» EXERCISE DESCRIPTION
Continue the blog post about the military's failure to track weapons sent to Iraqi security forces, picking up after its last sentence.

» EXTRACT PROVIDED
-----

Right track, Wrong track, No track

Given that the federal government is unable totrack the spending of $88 billion in Katrina funds I’m not surprised that a new federal report found, according to the NYT, that “the American military has not properly tracked hundreds of thousands of weapons intended for Iraqi security forces.”

In its assessment of Iraqi weaponry, the inspector general concluded that of the 505,093 weapons that have been given to the Ministries of Interior and Defense over the last several years, serial numbers for only 12,128 were properly recorded. The weapons include rocket-propelled grenade launchers, assault rifles, machine guns, shotguns, semiautomatic pistols and sniper rifles.

Of those weapons, 370,000 were purchased with American taxpayer money under what is called the Iraq Relief and Reconstruction Fund, or I.R.R.F., and therefore fell within the inspector general’s mandate.

Despite the potential risks from losing track of those weapons — involving 19 different contracts and 142 delivery orders — the United States recorded serial numbers for no more than a few thousand, the inspector general said.

There are standard regulations for registering military weaponry in that way, governed by the Department of Defense small-arms serialization program. The inspector general’s report said that when asked why so many weapons went to Iraq with no record of serial numbers, American military officials in Baghdad replied thatthey did not believe the regulations applied to them.

-----

» AVAILABLE DATA
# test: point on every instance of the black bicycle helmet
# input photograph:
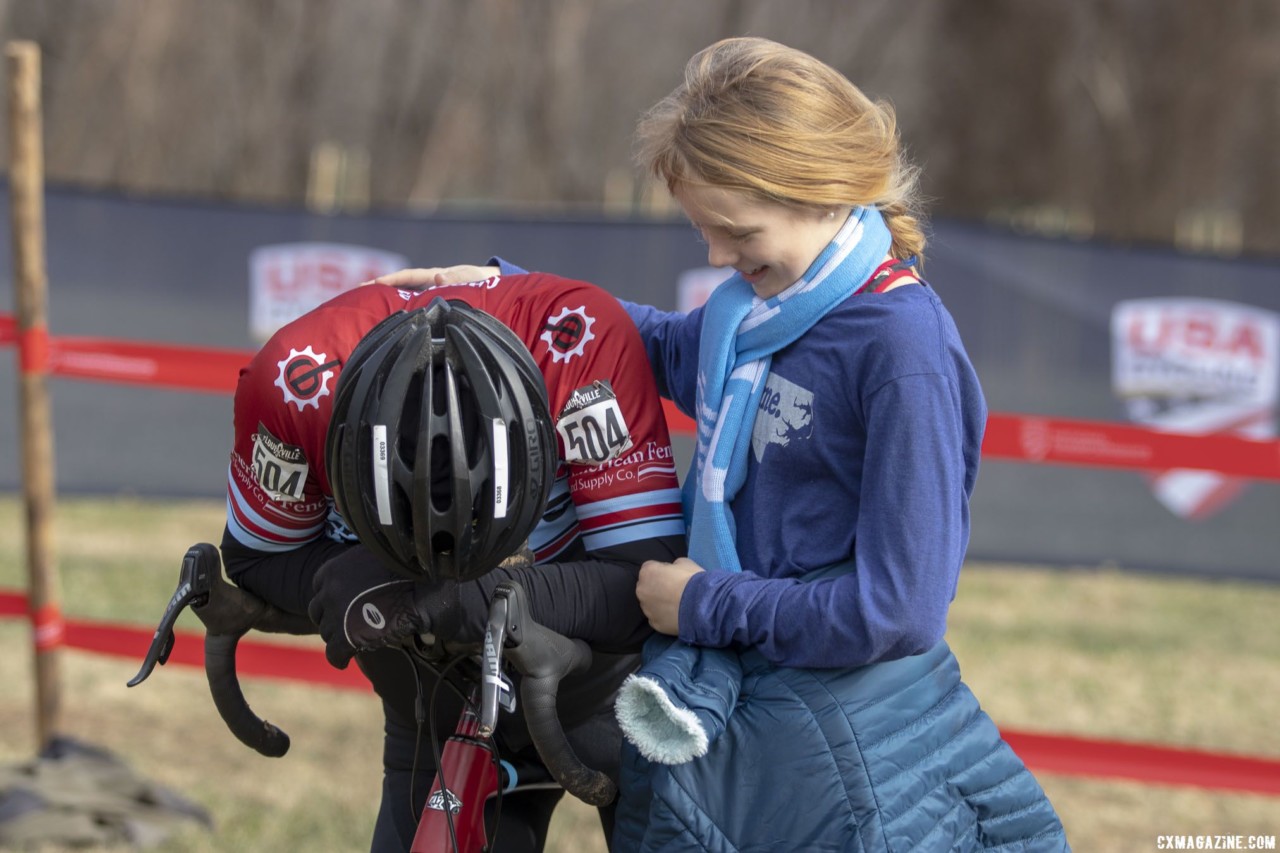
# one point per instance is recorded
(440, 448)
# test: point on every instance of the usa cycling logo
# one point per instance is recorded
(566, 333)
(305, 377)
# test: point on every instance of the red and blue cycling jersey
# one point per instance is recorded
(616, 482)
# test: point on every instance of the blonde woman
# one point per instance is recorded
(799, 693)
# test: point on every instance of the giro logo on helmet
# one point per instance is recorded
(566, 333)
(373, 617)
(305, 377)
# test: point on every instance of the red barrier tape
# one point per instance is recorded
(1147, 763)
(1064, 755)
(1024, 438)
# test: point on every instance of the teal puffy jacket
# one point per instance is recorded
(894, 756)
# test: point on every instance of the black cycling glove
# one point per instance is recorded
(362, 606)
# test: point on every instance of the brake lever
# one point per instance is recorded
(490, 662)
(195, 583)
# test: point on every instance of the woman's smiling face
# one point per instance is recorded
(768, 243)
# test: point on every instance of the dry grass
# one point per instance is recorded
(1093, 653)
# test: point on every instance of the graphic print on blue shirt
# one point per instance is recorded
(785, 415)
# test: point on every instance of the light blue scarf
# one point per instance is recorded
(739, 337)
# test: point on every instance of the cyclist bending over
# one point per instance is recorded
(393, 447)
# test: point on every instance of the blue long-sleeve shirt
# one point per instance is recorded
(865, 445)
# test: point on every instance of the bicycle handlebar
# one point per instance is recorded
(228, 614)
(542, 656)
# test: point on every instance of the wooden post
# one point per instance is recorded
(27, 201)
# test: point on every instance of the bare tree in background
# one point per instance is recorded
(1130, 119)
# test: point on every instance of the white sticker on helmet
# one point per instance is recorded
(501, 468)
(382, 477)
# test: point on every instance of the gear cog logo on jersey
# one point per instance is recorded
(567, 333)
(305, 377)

-----

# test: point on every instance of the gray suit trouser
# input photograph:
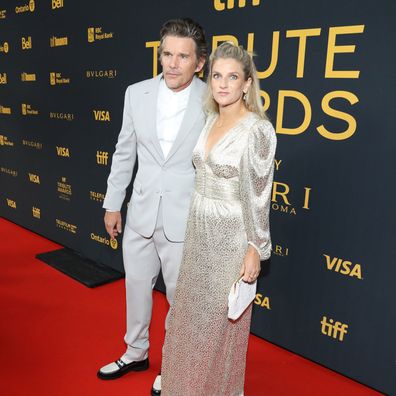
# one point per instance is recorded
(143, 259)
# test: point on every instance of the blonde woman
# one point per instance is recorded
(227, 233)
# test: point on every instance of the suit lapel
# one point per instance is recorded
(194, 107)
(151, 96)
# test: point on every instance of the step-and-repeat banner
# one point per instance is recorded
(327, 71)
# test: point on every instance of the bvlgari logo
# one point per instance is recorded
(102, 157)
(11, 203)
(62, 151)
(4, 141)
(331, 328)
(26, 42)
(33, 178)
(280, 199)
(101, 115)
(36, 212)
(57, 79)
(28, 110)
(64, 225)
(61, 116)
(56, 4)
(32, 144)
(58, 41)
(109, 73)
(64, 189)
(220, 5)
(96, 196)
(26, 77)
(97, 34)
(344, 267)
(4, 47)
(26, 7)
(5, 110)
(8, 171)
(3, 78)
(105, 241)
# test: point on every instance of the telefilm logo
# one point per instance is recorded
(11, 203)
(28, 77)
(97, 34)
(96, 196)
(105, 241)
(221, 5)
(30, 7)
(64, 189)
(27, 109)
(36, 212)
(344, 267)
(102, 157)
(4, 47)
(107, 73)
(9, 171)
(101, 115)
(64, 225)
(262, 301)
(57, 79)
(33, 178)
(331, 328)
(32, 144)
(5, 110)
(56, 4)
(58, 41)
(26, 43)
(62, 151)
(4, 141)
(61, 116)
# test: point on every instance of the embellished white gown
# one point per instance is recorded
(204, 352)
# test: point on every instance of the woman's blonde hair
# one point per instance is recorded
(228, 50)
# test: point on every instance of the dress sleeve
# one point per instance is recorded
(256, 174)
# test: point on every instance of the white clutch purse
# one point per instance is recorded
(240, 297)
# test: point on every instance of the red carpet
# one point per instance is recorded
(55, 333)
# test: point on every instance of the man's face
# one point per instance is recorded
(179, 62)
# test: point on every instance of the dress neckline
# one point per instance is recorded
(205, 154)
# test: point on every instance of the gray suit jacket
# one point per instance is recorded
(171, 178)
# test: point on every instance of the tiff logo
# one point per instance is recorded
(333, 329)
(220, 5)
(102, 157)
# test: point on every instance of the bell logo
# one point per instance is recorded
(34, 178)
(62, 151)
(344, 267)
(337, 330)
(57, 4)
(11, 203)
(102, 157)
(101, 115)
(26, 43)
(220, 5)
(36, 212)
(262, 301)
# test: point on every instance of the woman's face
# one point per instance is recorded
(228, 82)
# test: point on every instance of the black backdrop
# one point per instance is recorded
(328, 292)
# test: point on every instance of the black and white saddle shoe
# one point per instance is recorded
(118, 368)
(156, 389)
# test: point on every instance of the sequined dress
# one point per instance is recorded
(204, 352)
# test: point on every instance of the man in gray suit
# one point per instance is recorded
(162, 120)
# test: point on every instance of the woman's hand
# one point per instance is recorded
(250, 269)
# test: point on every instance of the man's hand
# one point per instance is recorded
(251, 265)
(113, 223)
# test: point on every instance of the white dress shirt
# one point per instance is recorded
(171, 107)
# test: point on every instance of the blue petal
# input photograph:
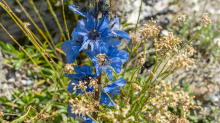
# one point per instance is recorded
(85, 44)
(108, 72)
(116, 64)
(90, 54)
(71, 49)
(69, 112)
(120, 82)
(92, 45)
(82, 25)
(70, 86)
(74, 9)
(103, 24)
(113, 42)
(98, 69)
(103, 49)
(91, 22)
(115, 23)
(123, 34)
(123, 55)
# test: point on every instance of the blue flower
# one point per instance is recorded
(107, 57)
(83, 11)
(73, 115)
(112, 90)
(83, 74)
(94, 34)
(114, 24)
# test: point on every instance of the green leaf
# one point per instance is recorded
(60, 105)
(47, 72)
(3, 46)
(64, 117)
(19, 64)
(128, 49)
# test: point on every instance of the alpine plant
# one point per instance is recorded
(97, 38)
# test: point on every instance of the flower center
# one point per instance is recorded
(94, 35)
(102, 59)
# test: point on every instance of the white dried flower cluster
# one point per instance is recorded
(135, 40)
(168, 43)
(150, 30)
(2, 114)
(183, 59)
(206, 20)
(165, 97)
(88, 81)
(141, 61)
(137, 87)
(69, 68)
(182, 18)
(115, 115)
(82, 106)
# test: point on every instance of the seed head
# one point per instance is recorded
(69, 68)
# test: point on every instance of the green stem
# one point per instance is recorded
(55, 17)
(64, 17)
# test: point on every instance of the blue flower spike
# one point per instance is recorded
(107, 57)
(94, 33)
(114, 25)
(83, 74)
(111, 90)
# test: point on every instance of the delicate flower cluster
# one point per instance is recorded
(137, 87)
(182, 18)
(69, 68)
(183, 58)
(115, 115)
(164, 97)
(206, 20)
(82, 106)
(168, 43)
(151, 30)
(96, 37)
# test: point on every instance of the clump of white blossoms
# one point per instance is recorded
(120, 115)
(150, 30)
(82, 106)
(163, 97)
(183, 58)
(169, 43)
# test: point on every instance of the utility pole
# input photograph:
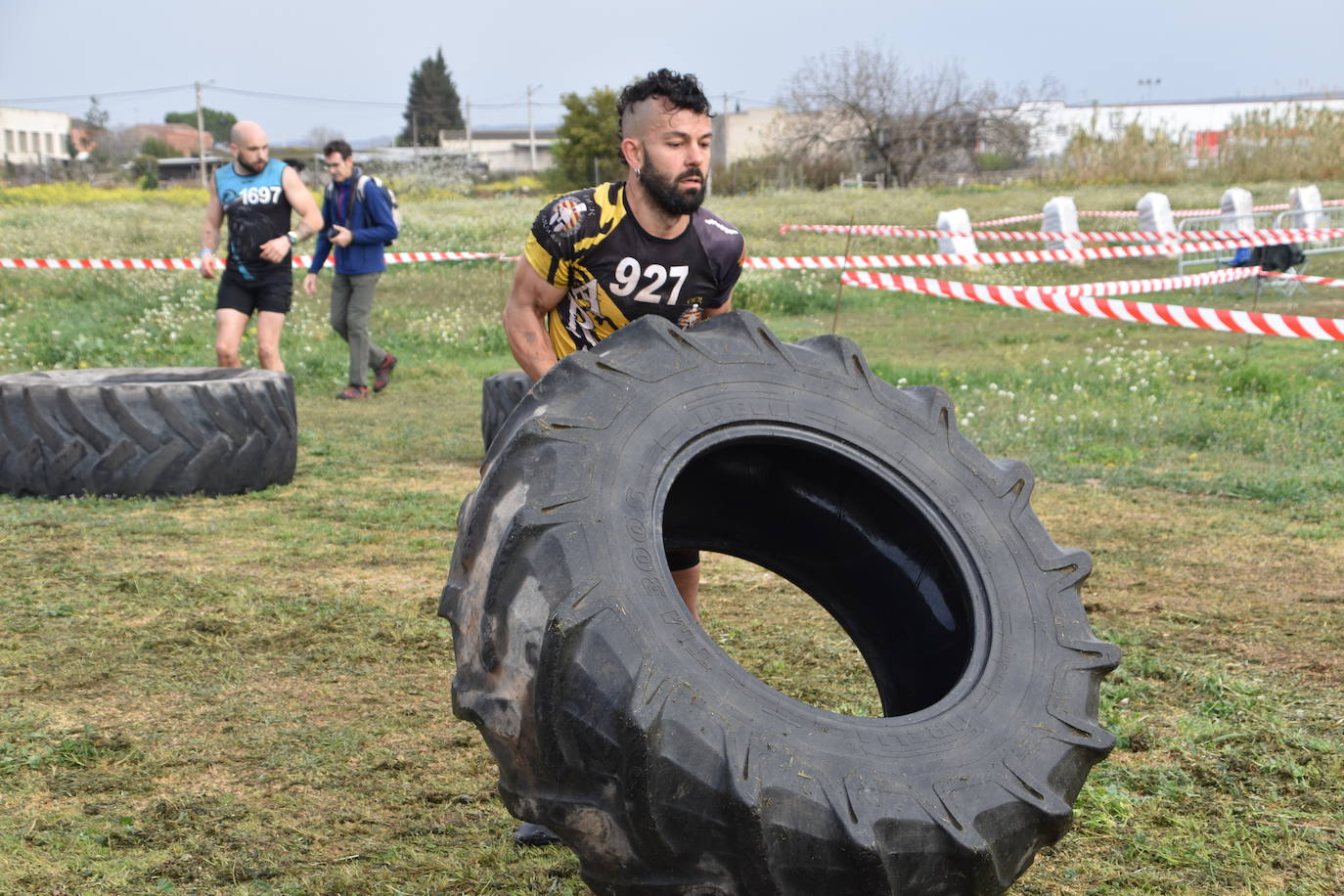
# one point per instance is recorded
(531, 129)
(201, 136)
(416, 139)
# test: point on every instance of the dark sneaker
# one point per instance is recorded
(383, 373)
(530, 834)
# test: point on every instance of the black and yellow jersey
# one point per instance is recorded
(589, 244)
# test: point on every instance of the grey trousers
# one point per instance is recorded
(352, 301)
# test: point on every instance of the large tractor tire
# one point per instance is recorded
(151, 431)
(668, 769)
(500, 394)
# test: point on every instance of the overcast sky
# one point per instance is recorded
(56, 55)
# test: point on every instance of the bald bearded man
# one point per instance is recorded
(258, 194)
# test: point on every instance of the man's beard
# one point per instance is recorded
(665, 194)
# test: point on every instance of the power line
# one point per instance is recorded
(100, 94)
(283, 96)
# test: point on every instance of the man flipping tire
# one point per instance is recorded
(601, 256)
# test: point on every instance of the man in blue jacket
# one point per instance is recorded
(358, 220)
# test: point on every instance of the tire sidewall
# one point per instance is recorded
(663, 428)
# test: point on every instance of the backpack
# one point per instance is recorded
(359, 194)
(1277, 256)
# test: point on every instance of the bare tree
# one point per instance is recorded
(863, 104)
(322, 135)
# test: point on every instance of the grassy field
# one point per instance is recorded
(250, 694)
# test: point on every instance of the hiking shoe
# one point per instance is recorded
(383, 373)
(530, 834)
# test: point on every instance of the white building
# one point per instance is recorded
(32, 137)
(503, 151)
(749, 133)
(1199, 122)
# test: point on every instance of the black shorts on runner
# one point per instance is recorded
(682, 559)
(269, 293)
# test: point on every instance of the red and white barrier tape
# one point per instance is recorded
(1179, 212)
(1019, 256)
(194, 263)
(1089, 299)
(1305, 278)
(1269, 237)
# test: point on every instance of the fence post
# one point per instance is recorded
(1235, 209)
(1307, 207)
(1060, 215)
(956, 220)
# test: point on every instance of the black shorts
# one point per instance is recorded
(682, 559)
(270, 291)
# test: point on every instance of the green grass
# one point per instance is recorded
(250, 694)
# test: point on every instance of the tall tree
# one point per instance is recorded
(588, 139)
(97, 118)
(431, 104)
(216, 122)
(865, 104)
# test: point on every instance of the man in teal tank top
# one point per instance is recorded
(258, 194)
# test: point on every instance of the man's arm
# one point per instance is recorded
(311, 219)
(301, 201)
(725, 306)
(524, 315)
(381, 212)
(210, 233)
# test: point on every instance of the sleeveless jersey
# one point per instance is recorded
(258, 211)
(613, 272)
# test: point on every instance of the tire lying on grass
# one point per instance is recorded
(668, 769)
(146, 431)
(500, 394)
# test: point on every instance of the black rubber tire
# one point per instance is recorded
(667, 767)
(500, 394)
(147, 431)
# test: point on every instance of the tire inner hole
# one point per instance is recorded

-----

» TASK RESULT
Oh my the rules don’t apply. Another report on the logistic capability of the Iraqi Army, released at the same time, is perhaps more troubling for our “standing down” though no surprise…

…concluding that Iraqi security forces still depended heavily on the Americans for the operations that sustain a modern army: deliveries of fuel and ammunition, troop transport, health care and maintenance.

Mr. Bowen found that the American military was not able to say how many Iraqi logistics personnel it had trained —in this case because, the military told the inspector general, a computer network crash erased records. Those problems have occurred even though the United States has spent $133 million on the weapons program and $666 million on Iraqi logistics capabilities. (all emphasis mine)


3 thoughts on “Right track, Wrong track, No track

  1. What about the sites containing huge mountains of powerful explosives which were left unguarded after we invaded Iraq? Seems they were looted. I’m quite sure that none of those explosives are being used to make the IEDs that are killing and maiming Americans and Iraqis.

  2. I respectfully suggest that this administration and this congress has been running this country by calvin and hobbs rules since they took office. There are no rules, and any rules there are don’t apply.